## Short task
Render the lines of the listing below as a JSON list of strings, one string per line, starting with the line containing "Q: Locate the iron" and going on through the end of the listing. Leave out any blank lines.
____ Extracted records
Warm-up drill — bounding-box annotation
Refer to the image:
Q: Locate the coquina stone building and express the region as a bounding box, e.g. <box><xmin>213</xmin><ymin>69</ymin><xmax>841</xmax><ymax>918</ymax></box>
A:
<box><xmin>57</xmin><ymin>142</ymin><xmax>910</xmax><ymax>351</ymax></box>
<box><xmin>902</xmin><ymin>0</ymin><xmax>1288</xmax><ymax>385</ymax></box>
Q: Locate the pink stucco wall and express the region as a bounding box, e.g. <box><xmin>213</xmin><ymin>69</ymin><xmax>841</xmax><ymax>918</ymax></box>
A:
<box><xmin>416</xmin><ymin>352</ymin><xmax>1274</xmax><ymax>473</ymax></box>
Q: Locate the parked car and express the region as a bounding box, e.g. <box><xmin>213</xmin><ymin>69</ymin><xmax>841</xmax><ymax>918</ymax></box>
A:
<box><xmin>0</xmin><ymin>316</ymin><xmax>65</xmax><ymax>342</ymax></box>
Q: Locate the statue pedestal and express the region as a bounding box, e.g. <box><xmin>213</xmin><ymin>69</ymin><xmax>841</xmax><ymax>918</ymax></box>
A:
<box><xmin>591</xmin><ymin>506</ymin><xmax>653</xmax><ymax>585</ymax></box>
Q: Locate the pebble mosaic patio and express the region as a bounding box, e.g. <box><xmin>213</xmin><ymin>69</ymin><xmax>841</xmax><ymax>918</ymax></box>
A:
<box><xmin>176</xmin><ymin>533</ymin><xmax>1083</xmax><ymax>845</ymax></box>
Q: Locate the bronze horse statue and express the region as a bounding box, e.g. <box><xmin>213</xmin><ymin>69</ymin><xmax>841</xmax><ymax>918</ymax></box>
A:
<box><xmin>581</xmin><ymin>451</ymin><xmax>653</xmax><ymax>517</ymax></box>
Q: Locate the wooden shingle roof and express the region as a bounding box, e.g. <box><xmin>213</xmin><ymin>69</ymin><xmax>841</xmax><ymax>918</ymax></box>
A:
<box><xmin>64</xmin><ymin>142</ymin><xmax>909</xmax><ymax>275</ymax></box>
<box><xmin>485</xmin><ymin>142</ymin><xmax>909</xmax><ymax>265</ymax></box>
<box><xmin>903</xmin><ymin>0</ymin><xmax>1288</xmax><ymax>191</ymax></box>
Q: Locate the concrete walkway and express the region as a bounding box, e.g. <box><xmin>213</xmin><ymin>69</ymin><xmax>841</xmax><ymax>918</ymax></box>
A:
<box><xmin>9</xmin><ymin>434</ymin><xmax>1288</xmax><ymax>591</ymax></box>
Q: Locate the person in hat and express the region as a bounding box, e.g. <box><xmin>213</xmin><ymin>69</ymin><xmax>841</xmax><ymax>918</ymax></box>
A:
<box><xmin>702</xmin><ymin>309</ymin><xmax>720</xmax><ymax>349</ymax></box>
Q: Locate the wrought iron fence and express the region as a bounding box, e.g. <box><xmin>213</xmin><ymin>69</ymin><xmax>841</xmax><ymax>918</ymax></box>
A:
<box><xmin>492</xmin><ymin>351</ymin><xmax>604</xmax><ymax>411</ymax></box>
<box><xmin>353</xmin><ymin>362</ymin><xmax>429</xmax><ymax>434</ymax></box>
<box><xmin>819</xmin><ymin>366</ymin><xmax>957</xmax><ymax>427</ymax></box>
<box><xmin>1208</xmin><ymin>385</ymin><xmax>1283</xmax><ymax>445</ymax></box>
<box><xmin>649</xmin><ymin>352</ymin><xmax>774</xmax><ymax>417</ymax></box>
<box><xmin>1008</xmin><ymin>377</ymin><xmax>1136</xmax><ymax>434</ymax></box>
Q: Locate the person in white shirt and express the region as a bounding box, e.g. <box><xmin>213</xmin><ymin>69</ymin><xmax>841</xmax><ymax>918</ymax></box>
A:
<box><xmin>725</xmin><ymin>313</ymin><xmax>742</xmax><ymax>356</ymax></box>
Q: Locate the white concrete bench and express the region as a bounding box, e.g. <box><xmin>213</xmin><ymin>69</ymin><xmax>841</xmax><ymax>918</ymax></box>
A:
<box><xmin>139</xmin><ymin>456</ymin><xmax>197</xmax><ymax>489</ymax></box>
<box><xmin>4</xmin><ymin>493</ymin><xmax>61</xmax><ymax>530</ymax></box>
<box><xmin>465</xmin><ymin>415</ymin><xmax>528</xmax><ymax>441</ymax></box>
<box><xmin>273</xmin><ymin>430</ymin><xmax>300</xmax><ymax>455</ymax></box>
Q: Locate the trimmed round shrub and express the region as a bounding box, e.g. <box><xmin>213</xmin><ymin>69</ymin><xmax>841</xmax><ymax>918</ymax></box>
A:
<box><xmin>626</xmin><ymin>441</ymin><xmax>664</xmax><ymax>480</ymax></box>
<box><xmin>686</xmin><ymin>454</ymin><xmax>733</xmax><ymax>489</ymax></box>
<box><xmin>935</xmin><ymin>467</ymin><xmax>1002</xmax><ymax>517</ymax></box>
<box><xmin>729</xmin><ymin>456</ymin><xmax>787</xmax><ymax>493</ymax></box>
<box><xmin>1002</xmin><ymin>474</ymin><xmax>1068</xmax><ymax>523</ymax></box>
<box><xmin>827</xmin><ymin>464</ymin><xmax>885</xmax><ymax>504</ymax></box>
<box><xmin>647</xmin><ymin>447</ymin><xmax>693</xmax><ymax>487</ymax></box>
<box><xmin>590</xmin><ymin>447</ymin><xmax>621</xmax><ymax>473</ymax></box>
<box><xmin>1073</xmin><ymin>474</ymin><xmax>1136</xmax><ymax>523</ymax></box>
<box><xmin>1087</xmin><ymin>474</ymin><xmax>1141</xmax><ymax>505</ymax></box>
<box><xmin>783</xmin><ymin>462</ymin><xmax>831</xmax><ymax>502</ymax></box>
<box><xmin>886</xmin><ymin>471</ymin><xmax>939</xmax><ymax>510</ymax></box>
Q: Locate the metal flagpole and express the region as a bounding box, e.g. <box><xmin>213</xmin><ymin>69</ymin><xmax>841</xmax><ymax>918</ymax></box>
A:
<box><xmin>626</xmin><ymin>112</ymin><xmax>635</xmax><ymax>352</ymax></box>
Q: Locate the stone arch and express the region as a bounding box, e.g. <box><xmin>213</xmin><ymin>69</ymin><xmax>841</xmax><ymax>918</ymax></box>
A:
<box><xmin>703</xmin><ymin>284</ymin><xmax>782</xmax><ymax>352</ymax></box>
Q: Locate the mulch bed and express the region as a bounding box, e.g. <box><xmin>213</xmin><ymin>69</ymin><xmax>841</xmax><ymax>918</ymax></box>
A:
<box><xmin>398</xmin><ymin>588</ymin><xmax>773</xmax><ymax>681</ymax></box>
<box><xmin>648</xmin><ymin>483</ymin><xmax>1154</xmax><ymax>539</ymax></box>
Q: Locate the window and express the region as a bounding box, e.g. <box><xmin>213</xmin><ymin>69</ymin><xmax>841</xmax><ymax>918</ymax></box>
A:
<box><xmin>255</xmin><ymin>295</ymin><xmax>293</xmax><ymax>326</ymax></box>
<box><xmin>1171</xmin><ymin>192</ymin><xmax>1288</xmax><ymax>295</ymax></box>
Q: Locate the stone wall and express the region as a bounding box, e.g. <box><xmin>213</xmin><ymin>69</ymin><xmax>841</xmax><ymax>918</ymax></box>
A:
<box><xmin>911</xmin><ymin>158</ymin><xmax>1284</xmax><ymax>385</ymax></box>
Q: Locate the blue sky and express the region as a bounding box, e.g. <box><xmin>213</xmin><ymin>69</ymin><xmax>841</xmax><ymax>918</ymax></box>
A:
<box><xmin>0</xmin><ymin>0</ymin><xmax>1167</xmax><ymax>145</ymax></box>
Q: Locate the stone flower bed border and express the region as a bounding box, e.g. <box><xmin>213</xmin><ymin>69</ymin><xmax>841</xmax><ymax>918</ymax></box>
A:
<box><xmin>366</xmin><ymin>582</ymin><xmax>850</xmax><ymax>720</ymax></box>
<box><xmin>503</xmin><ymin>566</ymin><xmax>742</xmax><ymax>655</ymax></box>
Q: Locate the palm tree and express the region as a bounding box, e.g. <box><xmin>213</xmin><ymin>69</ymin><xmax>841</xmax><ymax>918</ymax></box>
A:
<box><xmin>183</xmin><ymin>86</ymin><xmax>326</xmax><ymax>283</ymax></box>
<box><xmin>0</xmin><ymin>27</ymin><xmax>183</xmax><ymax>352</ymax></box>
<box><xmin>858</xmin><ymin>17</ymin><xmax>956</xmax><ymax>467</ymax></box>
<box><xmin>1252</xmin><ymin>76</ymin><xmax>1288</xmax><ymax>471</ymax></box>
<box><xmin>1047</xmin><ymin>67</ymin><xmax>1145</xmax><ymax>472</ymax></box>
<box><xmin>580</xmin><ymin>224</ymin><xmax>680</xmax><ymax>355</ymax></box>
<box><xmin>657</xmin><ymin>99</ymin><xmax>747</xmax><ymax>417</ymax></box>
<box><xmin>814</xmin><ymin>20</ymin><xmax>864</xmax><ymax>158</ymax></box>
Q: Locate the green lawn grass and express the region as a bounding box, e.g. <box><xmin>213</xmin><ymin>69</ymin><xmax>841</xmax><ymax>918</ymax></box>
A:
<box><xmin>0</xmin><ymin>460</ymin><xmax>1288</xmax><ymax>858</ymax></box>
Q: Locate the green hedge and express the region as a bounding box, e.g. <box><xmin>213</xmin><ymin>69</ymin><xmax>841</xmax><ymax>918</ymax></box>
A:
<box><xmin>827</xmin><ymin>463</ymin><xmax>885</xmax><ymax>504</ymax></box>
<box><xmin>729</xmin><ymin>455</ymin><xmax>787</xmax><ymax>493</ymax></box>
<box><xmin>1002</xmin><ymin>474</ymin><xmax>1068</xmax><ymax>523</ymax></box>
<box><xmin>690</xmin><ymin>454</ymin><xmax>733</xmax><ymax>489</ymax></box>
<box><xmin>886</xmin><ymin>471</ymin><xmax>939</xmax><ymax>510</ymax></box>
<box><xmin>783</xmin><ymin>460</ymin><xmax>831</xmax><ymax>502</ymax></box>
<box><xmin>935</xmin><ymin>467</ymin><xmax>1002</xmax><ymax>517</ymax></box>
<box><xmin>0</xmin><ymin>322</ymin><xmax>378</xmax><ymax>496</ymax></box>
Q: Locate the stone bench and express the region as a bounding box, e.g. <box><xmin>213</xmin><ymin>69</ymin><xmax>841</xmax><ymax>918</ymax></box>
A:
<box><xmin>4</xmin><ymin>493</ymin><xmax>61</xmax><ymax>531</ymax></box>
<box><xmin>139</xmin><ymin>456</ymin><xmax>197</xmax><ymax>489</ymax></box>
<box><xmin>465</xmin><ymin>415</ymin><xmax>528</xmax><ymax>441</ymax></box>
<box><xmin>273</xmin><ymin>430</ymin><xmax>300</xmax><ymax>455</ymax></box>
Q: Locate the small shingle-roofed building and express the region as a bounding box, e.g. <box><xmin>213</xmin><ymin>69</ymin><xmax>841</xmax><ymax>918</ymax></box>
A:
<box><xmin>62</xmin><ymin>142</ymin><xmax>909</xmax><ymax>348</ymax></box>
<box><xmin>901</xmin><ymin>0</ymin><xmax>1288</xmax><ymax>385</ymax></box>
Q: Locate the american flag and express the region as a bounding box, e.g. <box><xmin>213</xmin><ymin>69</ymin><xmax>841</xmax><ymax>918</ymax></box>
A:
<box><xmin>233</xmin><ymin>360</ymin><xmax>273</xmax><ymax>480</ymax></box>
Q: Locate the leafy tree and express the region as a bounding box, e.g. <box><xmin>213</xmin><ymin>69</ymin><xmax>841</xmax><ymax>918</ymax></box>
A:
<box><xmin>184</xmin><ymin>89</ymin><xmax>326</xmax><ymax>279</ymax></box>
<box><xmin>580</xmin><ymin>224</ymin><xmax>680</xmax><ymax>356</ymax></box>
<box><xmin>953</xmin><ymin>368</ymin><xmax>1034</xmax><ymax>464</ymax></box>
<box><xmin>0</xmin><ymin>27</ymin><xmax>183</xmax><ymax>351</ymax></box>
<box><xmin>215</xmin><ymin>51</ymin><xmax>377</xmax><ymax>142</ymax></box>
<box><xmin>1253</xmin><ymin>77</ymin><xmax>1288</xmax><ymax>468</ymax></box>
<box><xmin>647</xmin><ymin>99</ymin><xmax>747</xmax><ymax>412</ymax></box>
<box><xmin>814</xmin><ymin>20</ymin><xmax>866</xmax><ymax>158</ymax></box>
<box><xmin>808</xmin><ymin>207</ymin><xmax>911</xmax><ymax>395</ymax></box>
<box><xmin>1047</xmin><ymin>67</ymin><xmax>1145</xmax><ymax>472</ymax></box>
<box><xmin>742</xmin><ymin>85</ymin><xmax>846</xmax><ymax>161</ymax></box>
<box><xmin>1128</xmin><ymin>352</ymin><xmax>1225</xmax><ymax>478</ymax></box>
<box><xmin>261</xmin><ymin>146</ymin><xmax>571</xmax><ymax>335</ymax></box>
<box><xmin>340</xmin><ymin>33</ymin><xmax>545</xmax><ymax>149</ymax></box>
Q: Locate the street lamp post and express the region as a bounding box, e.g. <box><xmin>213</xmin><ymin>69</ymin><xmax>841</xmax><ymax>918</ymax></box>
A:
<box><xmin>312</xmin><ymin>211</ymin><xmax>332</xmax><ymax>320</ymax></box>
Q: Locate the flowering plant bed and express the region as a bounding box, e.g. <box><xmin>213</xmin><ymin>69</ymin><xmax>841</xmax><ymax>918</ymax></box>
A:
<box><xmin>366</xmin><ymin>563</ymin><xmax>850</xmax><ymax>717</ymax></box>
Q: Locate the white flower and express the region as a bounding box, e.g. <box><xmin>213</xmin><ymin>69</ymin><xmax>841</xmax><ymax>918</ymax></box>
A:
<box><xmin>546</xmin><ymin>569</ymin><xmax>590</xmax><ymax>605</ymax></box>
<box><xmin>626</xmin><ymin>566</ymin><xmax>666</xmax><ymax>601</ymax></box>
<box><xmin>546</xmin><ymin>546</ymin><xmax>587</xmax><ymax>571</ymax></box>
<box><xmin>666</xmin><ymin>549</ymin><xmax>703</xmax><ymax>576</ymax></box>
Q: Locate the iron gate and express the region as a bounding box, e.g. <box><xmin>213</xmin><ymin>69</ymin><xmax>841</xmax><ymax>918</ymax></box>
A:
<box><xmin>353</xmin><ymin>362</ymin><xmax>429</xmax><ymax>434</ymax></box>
________
## Answer for the task
[
  "Q: Locate the iron gate and express the region as a bounding box, e.g. <box><xmin>213</xmin><ymin>69</ymin><xmax>841</xmax><ymax>918</ymax></box>",
  "A:",
  "<box><xmin>353</xmin><ymin>362</ymin><xmax>429</xmax><ymax>434</ymax></box>"
]